**Supplied text**.
* * *
It is also revealed that Ray's father and grandfather were in the army, but Ray never joined himself as he went out drinking on the night he was supposed to sign up and never got around to going because he was scared, his relationship with his father subsequently souring despite his successes in the force. In series 2 in 1982, Carling actually fills out an army application form, but when he asks Alex Drake to write a reference, she takes the form and rips it up into little pieces, convincing him to stay.

Ray, along with Shaz and Chris, endures visions of stars and space and hears strange voices, like that of in a pub, and described by Chris as Nelson (Tony Marshall), the publican from Life on Mars, asking him what is he having to drink. Although he initially dismisses it as alcohol-related, he is eventually brought round by Shaz and the three of them share the vision together in the street outside Luigi's.

He drives a MkII Ford Granada 2.8S.

Finale
Along with Chris and Shaz, it is revealed that Ray Carling had previously died in the real world. As a young DC, he had been struggling with the feeling that he had failed his father and grandfathers, who were all army sergeants, after he failed basic training for entry to the Army. Ray took out his frustrations on a drunk young man outside a pub and ended up killing him, something which his DCI covered up. Ridden with guilt, he committed suicide by hanging himself in a bout of severe depression and alcohol abuse, on 6 May 1972, the day of that year's FA Cup Final.

Personality
The character displays homophobic, racist and sexist attitudes throughout Life on Mars. During Life on Mars, Carling has little respect for Sam Tyler, due to their disagreements over policing methods and Tyler's getting the job to which Carling hoped to be promoted. In Episode 5 of series 1, Carling is shown to be a big Manchester United fan, even faking an illness in order to get time off work to attend the Manchester derby match.
* * *
**Material supplied**.
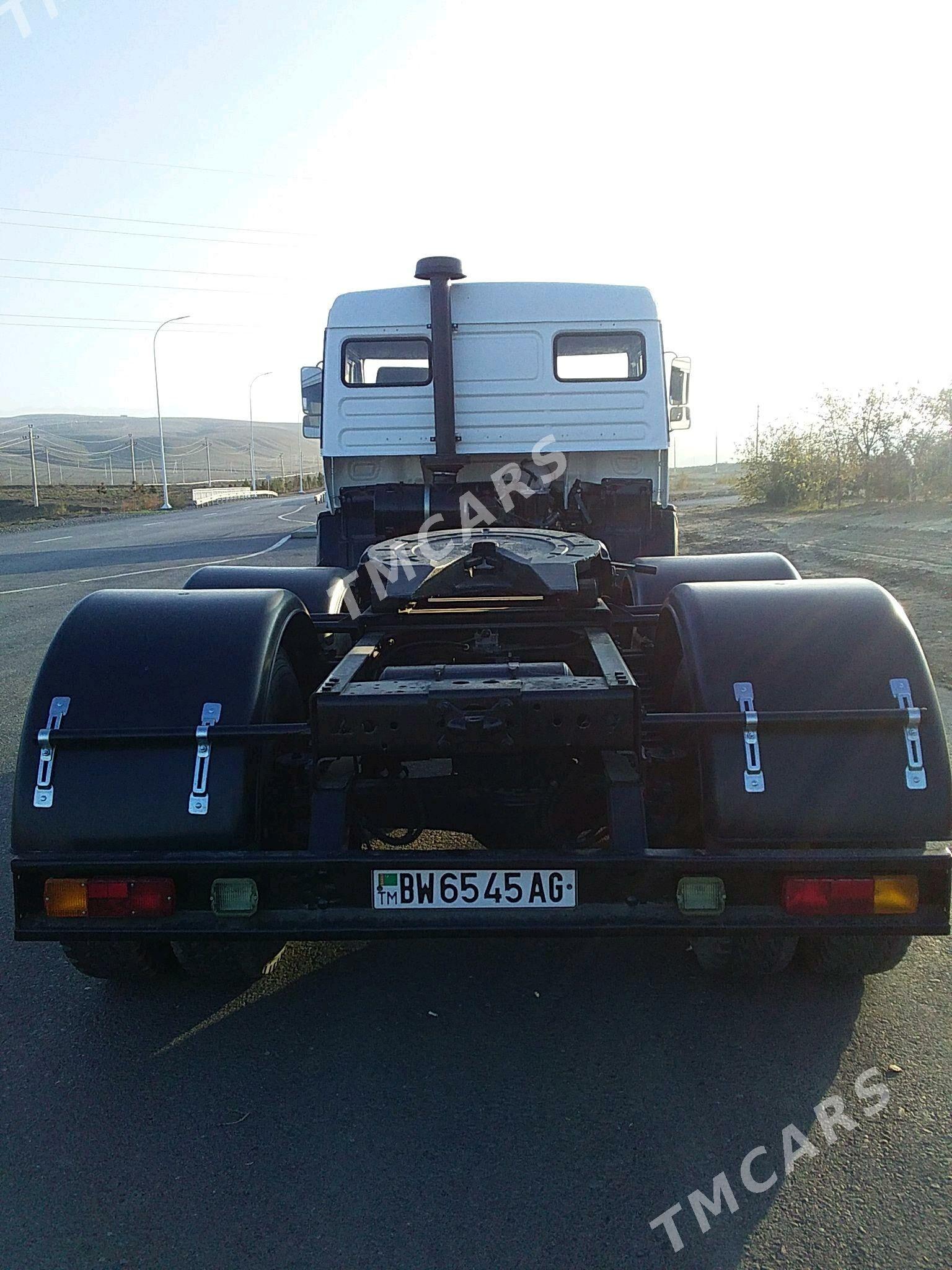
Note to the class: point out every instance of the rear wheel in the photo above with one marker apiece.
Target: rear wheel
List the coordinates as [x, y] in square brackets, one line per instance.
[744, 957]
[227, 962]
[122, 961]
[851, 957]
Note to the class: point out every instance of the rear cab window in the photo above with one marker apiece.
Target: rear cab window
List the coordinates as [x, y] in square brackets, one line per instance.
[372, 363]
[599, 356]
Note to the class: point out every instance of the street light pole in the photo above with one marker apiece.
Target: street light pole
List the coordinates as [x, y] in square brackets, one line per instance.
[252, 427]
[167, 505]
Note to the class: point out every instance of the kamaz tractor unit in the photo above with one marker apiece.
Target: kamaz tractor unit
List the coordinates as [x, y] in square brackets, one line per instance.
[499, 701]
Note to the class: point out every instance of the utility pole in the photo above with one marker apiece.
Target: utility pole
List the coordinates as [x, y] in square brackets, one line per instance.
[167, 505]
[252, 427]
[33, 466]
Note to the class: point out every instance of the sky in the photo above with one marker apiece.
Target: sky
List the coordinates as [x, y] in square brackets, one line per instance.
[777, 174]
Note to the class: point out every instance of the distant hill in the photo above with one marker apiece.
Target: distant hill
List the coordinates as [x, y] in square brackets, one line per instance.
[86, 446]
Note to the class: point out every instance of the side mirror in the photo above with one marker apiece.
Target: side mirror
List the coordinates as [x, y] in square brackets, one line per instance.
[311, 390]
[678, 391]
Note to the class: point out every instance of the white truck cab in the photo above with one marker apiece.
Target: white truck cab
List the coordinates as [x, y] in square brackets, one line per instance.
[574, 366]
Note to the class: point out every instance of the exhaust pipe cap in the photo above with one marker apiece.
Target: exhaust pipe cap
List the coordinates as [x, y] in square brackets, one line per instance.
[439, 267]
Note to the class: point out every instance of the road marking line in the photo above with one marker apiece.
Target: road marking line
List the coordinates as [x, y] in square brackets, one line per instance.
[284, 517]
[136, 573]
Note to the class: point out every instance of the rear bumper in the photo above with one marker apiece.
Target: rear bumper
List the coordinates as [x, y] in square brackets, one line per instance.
* * *
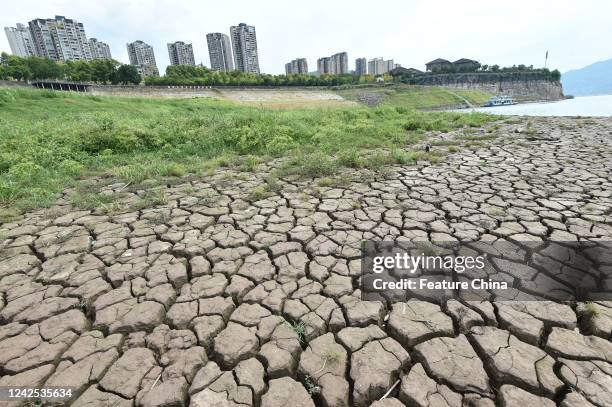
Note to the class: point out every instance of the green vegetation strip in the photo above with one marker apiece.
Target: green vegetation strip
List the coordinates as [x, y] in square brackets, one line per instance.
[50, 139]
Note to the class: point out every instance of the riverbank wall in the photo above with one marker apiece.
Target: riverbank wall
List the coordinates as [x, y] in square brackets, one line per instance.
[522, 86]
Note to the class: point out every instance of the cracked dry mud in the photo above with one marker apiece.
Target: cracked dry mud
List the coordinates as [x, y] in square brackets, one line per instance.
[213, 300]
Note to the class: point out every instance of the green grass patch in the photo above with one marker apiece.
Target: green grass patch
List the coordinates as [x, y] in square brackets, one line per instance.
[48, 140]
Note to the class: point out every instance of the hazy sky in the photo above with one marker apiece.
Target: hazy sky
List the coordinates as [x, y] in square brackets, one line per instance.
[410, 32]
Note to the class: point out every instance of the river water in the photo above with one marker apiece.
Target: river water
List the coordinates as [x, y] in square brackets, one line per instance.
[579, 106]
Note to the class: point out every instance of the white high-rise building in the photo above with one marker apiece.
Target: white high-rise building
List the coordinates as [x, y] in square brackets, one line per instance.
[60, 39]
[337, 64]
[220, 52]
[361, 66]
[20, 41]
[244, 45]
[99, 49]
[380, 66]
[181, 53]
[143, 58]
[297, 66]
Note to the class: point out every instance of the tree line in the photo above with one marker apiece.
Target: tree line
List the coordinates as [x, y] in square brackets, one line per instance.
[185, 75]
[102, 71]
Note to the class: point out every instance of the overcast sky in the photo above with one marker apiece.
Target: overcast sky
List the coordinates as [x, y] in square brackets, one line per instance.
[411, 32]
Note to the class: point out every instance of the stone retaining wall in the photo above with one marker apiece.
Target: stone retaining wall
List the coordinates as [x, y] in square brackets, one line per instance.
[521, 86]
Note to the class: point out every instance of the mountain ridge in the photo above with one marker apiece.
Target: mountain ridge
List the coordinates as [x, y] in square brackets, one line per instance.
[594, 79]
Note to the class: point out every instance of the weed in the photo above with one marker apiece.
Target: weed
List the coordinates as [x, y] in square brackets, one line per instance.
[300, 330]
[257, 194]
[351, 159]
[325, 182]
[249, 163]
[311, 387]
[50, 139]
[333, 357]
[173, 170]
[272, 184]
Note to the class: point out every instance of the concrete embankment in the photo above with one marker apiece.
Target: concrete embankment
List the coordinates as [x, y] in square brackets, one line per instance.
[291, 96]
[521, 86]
* * *
**Instructions**.
A. Translate this sentence from the Ray Carling text into French: "He drives a MkII Ford Granada 2.8S."
B. According to the Ray Carling text, which football club is Carling shown to be a big fan of?
The records play no part in this work.

**Solutions to the tasks**.
A. Il conduit une MkII Ford Granada 2.8S.

B. Manchester United.